▶ **Passage**:
CITY AND COUNTY OF DALLAS LEVEE IMP. DIST. et al.
v.
CARROLL.
No. 14747.
Court of Civil Appeals of Texas, Dallas.
November 6, 1953. Rehearing Denied December 11, 1953.*308 Bowyer, Gray, Thomas, Crozier & Harris, Dallas, for appellants.
Burt Barr and J. Lee Zumwalt, Dallas, for appellee.
DIXON, Chief Justice.
Appellants, City and County of Dallas Levee Improvement District and Dallas County Flood Control District, filed suit in trespass to try title against appellee Roy Carroll for possession of a tract of land lying within the old bed of the Trinity River near the corner of Industrial Boulevard and Corinth Street in the City of Dallas. They also sought a mandatory injunction to require appellee to remove encroachments and obstructions alleged to have been placed on the property by appellee. This appeal is from a judgment in favor of appellee that appellants take nothing by their suit.

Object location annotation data
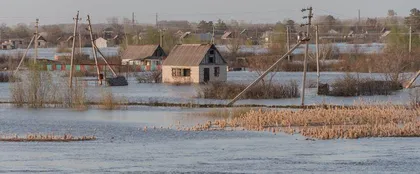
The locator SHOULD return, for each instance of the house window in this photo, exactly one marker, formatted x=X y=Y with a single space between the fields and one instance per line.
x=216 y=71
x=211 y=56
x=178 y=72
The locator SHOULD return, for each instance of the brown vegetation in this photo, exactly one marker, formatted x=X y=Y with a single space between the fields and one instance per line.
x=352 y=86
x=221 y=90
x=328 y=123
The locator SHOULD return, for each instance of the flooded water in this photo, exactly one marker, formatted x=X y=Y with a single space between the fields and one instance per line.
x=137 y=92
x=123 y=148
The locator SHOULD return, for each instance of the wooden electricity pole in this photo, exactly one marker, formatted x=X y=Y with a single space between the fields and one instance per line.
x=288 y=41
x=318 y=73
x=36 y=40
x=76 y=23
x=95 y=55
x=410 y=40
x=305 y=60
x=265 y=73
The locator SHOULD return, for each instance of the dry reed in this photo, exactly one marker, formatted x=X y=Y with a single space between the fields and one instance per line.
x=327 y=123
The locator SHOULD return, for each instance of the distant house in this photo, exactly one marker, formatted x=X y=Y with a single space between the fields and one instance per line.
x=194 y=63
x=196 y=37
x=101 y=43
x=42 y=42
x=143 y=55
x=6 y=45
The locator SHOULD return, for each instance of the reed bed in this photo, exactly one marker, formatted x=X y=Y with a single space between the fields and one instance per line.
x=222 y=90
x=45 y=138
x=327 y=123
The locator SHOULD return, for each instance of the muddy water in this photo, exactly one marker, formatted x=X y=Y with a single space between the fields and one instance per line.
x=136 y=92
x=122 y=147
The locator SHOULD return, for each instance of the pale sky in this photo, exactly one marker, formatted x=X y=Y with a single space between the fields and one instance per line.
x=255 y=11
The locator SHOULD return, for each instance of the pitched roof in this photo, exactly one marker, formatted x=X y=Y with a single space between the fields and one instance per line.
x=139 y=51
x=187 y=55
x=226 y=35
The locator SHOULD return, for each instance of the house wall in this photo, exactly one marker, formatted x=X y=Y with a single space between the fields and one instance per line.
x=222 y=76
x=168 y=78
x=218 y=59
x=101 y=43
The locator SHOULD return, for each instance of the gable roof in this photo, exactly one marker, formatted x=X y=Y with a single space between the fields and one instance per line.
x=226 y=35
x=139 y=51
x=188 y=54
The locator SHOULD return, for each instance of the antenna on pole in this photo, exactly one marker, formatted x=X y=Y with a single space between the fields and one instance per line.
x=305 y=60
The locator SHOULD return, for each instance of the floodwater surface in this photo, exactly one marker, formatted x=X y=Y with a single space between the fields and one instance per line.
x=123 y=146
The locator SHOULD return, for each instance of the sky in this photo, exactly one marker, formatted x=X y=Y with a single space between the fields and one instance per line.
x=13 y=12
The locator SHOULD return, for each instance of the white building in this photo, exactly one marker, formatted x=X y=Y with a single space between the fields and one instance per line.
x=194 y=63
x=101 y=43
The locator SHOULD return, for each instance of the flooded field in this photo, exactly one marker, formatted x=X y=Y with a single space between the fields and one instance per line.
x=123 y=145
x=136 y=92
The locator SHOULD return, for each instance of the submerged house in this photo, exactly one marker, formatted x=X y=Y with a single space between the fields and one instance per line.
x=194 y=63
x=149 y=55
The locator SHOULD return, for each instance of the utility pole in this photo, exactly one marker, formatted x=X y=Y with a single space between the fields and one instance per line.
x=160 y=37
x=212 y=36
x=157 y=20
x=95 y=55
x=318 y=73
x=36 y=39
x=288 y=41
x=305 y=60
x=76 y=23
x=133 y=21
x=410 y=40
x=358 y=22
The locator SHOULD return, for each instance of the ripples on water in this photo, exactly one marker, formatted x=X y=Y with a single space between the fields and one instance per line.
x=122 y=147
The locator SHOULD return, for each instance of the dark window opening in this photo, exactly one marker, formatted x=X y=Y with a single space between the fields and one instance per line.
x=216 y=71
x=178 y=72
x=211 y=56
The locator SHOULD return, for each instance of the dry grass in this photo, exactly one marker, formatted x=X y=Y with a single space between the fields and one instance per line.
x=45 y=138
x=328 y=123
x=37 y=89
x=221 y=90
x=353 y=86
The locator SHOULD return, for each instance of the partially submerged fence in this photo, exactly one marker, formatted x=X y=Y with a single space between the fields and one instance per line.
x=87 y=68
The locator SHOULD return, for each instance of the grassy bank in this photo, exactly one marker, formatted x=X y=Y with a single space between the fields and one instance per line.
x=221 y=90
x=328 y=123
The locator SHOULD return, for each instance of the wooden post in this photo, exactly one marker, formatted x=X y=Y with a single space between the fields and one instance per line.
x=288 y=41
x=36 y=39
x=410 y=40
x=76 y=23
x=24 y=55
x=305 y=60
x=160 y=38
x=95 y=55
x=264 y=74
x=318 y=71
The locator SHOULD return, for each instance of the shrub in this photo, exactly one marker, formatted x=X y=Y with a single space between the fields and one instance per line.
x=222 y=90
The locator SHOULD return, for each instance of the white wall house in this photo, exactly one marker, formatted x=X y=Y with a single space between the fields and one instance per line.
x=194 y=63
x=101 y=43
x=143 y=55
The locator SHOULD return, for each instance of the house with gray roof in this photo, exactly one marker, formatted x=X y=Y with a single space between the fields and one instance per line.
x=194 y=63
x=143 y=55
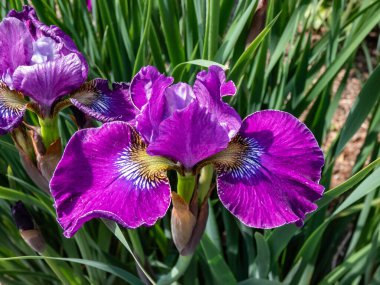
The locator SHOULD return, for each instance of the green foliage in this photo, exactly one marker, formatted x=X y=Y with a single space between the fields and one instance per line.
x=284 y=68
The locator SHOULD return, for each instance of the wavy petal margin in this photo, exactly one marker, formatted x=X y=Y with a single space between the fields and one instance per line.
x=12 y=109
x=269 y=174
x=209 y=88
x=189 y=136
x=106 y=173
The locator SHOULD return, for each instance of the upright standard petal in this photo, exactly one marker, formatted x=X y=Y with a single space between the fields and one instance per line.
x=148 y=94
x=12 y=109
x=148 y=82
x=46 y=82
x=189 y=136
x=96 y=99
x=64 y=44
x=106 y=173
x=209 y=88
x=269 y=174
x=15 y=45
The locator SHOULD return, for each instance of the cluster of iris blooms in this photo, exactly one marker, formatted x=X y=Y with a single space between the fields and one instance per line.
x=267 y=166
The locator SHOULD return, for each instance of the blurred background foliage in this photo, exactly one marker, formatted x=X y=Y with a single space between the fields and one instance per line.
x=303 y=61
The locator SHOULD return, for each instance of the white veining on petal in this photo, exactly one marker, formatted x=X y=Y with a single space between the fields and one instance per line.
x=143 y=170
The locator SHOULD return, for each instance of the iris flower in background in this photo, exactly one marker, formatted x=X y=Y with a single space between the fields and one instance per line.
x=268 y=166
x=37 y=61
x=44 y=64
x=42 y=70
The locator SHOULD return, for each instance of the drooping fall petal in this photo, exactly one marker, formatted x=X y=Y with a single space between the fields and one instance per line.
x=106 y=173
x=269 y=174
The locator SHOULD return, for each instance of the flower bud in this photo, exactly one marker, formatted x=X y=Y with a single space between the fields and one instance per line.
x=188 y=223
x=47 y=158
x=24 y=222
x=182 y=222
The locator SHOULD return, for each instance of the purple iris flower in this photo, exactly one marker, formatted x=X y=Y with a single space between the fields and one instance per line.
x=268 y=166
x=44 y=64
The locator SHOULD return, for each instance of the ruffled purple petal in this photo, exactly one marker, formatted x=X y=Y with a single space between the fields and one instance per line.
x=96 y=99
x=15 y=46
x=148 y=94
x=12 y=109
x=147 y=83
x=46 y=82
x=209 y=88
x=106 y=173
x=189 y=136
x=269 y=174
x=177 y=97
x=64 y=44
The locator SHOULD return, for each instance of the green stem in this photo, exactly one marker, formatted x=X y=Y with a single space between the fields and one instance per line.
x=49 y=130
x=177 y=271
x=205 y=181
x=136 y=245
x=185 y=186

▶ **Tasks**:
a) Render this sentence from the Dallas levee case in Spanish: "They also sought a mandatory injunction to require appellee to remove encroachments and obstructions alleged to have been placed on the property by appellee."
b) Swap "locator" for "detector" in the listing, starting with the line that contains "The locator SHOULD return, for each instance of the upright" and going on through the line that contains "x=143 y=170". Write out only those lines, with everything else left unchanged.

▶ **Per-task answers**:
a) También solicitaron una orden judicial imperativa para obligar al apelado a retirar las invasiones y obstrucciones que, según se alegaba, el apelado había colocado en la propiedad.

b)
The detector SHOULD return, for each instance of the upright standard petal in this photo, exactly one marker, formatted x=X y=Y with a single space between the fields and one instance per line.
x=148 y=94
x=12 y=109
x=148 y=82
x=46 y=82
x=189 y=136
x=96 y=99
x=64 y=44
x=106 y=173
x=209 y=88
x=269 y=174
x=15 y=45
The detector SHOULD return, for each instance of the cluster of iris blooms in this photo, exactly one marker, formatted x=X y=Y with a single space between the fields and one instance per line.
x=267 y=166
The detector SHOULD return, for each instance of the blurred background foliage in this photo, exactly one marker, formatted x=X y=Y with a single space between the fields and one instance per line.
x=303 y=61
The detector SHOULD return, for each instance of the white veining on petal in this photo, exactly one marker, formatted x=X y=Y with a single space between the fields and one instance per line.
x=143 y=170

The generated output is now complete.